BEGIN Given data

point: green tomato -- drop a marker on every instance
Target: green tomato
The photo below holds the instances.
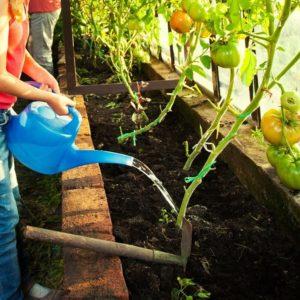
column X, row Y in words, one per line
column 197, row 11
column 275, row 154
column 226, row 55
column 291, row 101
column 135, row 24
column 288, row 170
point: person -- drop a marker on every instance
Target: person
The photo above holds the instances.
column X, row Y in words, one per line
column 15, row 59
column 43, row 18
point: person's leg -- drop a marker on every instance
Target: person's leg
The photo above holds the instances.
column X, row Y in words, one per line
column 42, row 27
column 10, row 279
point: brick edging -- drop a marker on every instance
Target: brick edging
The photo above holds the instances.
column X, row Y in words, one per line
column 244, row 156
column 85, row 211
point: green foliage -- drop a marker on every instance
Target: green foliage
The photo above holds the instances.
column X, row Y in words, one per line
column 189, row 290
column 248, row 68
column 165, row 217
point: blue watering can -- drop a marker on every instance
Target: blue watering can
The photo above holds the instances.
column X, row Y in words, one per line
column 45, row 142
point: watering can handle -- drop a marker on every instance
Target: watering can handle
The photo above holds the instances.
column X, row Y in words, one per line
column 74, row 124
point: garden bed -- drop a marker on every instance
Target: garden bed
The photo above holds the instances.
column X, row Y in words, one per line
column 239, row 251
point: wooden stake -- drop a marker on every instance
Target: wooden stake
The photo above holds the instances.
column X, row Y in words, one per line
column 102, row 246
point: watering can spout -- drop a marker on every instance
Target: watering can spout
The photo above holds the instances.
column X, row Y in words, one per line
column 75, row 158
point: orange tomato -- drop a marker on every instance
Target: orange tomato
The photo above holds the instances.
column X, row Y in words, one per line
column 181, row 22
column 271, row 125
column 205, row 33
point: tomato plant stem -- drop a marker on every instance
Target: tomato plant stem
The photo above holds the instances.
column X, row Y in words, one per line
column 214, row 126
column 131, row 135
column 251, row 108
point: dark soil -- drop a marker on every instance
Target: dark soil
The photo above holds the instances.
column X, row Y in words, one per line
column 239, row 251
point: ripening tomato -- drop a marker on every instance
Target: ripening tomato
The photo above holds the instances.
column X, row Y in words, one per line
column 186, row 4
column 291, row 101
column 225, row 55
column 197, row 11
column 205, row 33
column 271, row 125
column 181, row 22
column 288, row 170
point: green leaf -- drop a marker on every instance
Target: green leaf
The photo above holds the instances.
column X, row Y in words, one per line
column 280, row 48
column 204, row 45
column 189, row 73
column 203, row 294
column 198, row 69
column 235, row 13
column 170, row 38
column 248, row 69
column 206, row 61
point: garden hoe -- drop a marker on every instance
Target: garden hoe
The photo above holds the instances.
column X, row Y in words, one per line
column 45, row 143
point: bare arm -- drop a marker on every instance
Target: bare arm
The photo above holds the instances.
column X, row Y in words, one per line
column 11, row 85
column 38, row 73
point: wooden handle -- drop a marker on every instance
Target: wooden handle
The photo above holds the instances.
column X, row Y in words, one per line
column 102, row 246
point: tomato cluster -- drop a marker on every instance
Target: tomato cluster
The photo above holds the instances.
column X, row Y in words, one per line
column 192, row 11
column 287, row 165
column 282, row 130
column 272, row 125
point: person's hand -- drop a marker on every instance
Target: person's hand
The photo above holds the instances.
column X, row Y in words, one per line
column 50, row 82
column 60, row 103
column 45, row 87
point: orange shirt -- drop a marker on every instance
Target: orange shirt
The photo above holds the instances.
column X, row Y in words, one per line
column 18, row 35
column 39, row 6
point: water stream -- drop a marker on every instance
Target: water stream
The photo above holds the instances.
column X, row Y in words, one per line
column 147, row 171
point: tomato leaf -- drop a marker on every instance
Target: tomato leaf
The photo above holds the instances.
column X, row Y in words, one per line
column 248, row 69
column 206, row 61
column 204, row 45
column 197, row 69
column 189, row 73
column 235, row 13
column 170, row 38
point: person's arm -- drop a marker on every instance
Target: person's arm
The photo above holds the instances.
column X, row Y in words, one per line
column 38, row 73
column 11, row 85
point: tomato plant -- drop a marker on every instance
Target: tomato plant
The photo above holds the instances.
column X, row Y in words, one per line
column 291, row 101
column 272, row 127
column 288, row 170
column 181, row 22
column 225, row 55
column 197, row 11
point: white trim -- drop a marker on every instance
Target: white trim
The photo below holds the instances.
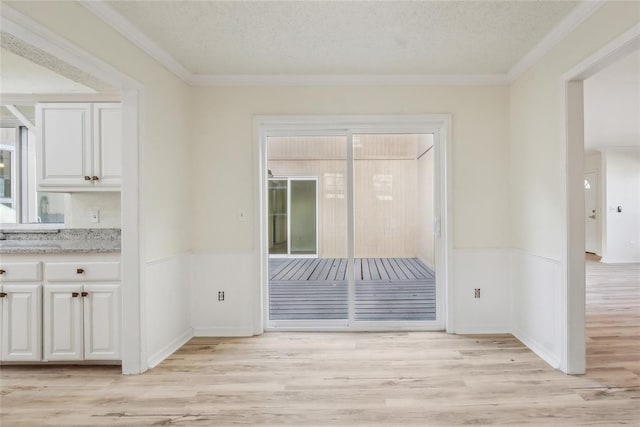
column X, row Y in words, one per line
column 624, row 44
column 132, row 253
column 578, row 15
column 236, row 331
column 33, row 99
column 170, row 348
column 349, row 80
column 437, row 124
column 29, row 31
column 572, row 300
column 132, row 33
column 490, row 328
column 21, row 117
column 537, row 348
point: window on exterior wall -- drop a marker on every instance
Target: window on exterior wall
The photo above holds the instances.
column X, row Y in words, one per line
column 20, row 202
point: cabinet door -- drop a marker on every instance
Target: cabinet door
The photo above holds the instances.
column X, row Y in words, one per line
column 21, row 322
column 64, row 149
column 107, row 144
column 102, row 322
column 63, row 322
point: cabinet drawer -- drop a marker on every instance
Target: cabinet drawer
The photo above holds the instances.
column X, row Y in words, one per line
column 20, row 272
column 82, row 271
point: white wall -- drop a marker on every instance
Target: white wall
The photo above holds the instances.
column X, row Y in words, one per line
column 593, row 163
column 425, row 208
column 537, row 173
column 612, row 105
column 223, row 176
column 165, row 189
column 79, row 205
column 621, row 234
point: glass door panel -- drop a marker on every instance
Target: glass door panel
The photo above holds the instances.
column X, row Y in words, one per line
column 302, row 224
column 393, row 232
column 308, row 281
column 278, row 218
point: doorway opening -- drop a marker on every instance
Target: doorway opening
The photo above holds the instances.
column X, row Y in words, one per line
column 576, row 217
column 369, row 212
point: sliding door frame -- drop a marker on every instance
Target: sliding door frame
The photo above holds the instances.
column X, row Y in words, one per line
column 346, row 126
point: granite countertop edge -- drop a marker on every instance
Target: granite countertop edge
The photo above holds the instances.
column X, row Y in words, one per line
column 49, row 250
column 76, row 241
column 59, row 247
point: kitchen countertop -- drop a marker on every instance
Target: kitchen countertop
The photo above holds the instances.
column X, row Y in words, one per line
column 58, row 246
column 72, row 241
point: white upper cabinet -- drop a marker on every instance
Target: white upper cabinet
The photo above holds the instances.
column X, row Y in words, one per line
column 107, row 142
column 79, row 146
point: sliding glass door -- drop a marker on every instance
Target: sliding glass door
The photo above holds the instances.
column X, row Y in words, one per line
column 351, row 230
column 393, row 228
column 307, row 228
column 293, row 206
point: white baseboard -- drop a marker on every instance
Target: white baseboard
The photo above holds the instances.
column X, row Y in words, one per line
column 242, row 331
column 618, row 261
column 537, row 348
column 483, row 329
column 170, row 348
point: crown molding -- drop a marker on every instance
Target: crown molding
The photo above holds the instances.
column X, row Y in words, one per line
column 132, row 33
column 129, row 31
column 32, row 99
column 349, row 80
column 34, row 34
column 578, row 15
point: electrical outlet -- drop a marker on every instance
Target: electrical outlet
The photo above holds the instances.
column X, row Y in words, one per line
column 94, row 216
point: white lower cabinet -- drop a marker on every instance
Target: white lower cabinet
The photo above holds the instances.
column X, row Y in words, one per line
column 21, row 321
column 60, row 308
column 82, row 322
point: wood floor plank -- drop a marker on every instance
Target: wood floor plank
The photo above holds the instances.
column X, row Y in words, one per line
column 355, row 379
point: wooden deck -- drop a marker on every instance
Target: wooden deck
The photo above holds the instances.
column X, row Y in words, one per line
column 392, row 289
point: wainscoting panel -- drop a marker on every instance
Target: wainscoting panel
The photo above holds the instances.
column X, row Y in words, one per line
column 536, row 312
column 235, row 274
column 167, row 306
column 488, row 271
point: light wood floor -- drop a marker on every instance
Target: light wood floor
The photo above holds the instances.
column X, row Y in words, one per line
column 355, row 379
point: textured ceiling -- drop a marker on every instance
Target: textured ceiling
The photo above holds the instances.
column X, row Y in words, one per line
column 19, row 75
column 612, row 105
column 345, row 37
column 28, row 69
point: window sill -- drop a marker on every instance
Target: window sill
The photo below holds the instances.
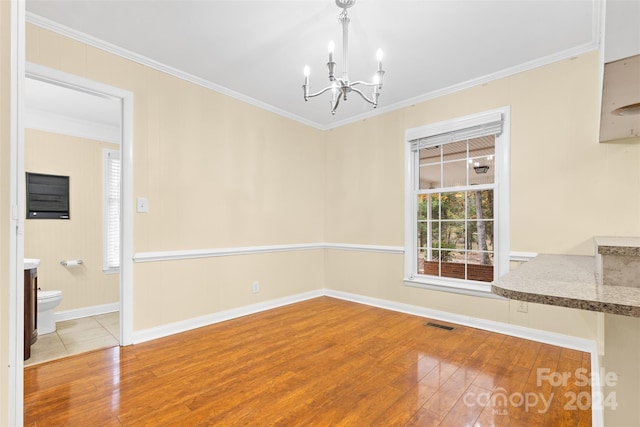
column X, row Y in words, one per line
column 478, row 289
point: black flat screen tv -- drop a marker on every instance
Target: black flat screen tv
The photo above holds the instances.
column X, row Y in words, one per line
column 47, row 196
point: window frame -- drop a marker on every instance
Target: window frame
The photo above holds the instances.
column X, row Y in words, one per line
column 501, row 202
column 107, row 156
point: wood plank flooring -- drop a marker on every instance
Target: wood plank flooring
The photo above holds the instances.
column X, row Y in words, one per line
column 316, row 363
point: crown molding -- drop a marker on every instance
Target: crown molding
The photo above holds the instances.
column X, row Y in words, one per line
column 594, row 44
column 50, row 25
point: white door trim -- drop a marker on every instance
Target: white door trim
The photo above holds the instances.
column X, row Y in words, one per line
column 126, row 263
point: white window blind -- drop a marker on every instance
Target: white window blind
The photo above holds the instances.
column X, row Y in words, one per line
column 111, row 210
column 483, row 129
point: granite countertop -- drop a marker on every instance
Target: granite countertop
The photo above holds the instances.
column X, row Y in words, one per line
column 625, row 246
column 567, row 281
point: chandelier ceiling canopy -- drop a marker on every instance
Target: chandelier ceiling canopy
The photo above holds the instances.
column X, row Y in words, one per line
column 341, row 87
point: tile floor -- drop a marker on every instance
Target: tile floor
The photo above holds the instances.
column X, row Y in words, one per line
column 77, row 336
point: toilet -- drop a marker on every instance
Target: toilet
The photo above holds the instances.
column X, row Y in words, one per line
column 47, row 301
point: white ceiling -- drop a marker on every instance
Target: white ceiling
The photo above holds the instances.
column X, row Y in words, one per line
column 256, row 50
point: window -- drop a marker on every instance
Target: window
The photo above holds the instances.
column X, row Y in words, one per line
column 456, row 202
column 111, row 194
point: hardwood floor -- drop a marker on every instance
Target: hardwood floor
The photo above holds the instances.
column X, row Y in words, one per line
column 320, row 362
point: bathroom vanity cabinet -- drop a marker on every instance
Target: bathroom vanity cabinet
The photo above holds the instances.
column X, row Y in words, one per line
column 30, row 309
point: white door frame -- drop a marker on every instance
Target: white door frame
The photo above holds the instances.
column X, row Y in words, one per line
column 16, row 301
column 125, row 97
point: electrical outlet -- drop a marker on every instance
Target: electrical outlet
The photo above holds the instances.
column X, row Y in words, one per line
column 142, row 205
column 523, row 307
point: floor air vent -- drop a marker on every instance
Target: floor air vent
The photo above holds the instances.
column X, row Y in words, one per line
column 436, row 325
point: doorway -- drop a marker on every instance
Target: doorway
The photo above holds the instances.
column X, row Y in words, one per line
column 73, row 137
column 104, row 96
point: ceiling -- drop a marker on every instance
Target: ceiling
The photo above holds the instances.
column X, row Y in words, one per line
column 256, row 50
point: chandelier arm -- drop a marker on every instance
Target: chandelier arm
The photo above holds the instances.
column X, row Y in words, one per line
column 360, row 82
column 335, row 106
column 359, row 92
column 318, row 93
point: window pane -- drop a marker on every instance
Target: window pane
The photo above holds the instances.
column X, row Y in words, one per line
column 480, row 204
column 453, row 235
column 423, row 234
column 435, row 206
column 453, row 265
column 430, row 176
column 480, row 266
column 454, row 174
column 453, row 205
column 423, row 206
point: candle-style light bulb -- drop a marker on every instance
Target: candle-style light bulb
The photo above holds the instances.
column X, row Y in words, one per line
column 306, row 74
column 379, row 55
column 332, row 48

END Given data

Task statement >>
Starting with the line above that holds "Target: cabinet drawer" and stopping with the line that holds "point: sliding glass", reproduce each line exactly, omitting all other lines.

Completed task >>
Target: cabinet drawer
The photo above holds the instances.
column X, row Y in words, one per line
column 20, row 272
column 82, row 271
point: white wall -- drop a marker on every instance
Target: white wall
The photo above holds the instances.
column X, row Y in words, one per line
column 593, row 163
column 425, row 208
column 537, row 173
column 612, row 105
column 223, row 176
column 165, row 189
column 79, row 205
column 621, row 234
point: glass door panel -- drop a marker on every instance
Target: glass door panel
The photo above holds the instances.
column X, row Y in words, one per line
column 302, row 224
column 393, row 232
column 308, row 281
column 278, row 218
point: doorway opening -- drop a marker on every instance
Target: doorway opening
The photo above holds the instances.
column X, row Y in words, one per line
column 576, row 217
column 369, row 212
point: sliding door frame -- drop a marker on every instance
Target: sliding door frame
The photo above holds the instances.
column X, row Y in words, one per line
column 346, row 126
point: granite countertop edge -- drop a marker on every instance
Target: granite countertop edge
The photo above holds the instances.
column X, row Y in words, one per line
column 49, row 250
column 76, row 241
column 59, row 247
point: kitchen countertop -- drop a marker on every instance
Target: kitchen countertop
The photo above holds the instances.
column X, row Y in words, one per line
column 58, row 246
column 72, row 241
point: white upper cabinet -- drop a marker on every instance
Target: white upper cabinet
The photo above holds the instances.
column X, row Y in words, one per line
column 107, row 142
column 79, row 146
point: sliding glass door -- drop a marker on every instance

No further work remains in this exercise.